## Requirement 1
Repeat, word for word, the part of the passage on sharing local knowledge from "Sharing latest knowledge" up to and including "with his kids.".
[Start Excerpted text]
Sharing latest knowledge

We learned that people traveling to LA for the first time want to get a sense of what being in LA is “really like” to help them make the right decisions. Take the example of the advice shared by Jeremy, an LA local who has lived in the city for 20 years, with Donny, a 30-something dad traveling to LA with his kids.

It is a long standing battle amongst everyone in LA who’s got the best tacos. So I would humbly submit that you try to find a truck for Leo’s tacos. They’re my personal favorite. They’re always consistent. They make these amazing Al pastor tacos. It’s a seasoned pork taco. They put a little pineapple on it. It’s absolutely delicious. And of course, what kid wouldn’t love getting food from a truck? Hopefully that’s fun for them as well.

Following the advice session with Jeremy, we asked Donny to expand on why he particularly valued the recommendation of Leo’s tacos.

I like somebody telling me, “this is my favorite”. And he told me why that one was his favorite: because they add a little pineapple to the tacos when they make it. So just being able to tell me this is what I enjoy and here’s why I enjoy it, I feel like that was helpful and adding a nice personalized touch by saying, this one is my favorite: this is the one that I really enjoy.

Jeremy deploys the strategy of sharing insider knowledge by drawing on his personal experience. He starts by saying “[the best taco] is a long standing battle amongst everyone in LA.” Here he is subtly establishing his credibility as a local, with 20 years of experience of living in the city (and presumably eating tacos!). This imbues his advice with a specificity that is both unique to his extensive experience and embedded within local social discourse.

Second, Donny appreciates the detailed explanation of why Jeremy prefers Leo’s Tacos. When he talks specifics, such as the sprinkling of pineapple, Jeremy helps him home in and appreciate aspects of the experience. This enables Donny to visualize what to expect, cutting through the paralyzing “multidimensionality” outlined by Karpik, while at the same time situating this as part of Jeremy’s personal experience and perspective. This, after all, is his “personal favorite”.
[End Excerpted text]
## Requirement 2
Reproduce the lines of the listing from the line with "of the dark" up to and including the line with "pixel 297 235", putting "table" wherever "desk" appears and changing nothing else. Return only those lines.
[Start Data shown]
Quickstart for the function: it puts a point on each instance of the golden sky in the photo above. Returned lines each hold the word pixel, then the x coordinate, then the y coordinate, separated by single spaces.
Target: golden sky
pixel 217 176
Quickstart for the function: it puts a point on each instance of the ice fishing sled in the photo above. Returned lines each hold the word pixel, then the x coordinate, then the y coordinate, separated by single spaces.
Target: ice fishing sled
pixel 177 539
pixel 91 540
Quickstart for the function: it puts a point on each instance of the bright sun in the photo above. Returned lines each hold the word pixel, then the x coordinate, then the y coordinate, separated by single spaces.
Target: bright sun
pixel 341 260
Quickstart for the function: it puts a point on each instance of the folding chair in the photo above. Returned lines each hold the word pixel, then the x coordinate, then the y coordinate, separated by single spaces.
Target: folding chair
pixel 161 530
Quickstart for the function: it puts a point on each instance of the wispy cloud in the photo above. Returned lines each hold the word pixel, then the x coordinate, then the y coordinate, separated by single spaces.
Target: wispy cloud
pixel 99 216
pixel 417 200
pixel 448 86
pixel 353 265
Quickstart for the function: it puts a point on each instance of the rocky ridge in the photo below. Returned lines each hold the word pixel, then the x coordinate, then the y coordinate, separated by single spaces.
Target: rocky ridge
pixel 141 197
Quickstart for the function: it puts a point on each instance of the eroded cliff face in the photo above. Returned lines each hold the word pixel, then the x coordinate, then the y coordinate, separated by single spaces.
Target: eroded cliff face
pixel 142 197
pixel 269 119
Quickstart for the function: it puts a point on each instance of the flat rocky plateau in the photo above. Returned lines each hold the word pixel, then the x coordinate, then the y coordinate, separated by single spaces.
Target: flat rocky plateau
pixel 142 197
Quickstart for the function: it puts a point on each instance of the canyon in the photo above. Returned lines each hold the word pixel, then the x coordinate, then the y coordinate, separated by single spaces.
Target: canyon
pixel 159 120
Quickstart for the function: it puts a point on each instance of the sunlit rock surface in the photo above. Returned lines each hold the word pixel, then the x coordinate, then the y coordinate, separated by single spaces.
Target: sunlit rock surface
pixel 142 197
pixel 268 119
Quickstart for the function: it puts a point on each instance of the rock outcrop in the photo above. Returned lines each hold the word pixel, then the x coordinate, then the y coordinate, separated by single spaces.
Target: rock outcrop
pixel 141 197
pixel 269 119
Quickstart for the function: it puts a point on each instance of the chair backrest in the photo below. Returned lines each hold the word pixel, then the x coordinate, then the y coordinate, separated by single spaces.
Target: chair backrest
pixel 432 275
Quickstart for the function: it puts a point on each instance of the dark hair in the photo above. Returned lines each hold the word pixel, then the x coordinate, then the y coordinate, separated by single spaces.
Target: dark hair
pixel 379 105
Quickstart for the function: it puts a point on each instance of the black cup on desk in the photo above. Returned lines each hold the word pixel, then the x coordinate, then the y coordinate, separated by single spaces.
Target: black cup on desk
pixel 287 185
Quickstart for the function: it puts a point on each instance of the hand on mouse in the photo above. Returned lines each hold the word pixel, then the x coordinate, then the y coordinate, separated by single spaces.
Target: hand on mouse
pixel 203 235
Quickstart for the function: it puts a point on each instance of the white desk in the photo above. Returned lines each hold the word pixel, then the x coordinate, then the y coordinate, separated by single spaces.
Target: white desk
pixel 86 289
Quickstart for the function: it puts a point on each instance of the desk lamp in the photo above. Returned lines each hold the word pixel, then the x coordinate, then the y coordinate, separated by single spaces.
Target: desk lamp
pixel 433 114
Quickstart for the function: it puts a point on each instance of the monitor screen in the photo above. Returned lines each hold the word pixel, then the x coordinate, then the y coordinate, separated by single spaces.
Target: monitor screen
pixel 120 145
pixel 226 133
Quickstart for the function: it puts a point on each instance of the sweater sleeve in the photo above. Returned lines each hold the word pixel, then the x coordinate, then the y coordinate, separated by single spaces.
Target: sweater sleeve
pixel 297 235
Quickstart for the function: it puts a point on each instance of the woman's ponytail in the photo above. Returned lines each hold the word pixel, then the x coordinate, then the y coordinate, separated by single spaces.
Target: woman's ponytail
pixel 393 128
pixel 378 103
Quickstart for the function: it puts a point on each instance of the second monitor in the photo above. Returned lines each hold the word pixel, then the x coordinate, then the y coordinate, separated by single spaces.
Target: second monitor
[End Data shown]
## Exercise solution 1
Sharing latest knowledge

We learned that people traveling to LA for the first time want to get a sense of what being in LA is “really like” to help them make the right decisions. Take the example of the advice shared by Jeremy, an LA local who has lived in the city for 20 years, with Donny, a 30-something dad traveling to LA with his kids.

## Exercise solution 2
Quickstart for the function: it puts a point on each instance of the dark hair in the photo above. Returned lines each hold the word pixel, then the x coordinate, then the y coordinate, separated by single spaces.
Target: dark hair
pixel 379 105
Quickstart for the function: it puts a point on each instance of the black cup on table in the photo above. Returned lines each hold the word pixel, then the x coordinate, then the y coordinate, separated by single spaces.
Target: black cup on table
pixel 287 185
Quickstart for the function: it puts a point on each instance of the hand on mouse in the photo above. Returned lines each hold the word pixel, then the x coordinate, then the y coordinate, separated by single spaces.
Target: hand on mouse
pixel 203 235
Quickstart for the function: it puts a point on each instance of the white table in the photo above. Returned lines each hold the word pixel, then the x coordinate, then the y coordinate, separated by single spaces.
Target: white table
pixel 86 289
Quickstart for the function: it puts a point on each instance of the table lamp in the photo above. Returned lines each hold the word pixel, then the x coordinate, then the y coordinate, separated by single spaces.
Target: table lamp
pixel 433 114
Quickstart for the function: it puts a point on each instance of the monitor screen in the photo above. Returned lines each hold the word pixel, then the x coordinate, then the y coordinate, separated by single spaces.
Target: monitor screen
pixel 120 145
pixel 226 133
Quickstart for the function: it puts a point on each instance of the sweater sleeve in the photo above. Returned lines each hold the word pixel, then the x coordinate, then the y coordinate, separated by single spaces.
Target: sweater sleeve
pixel 297 235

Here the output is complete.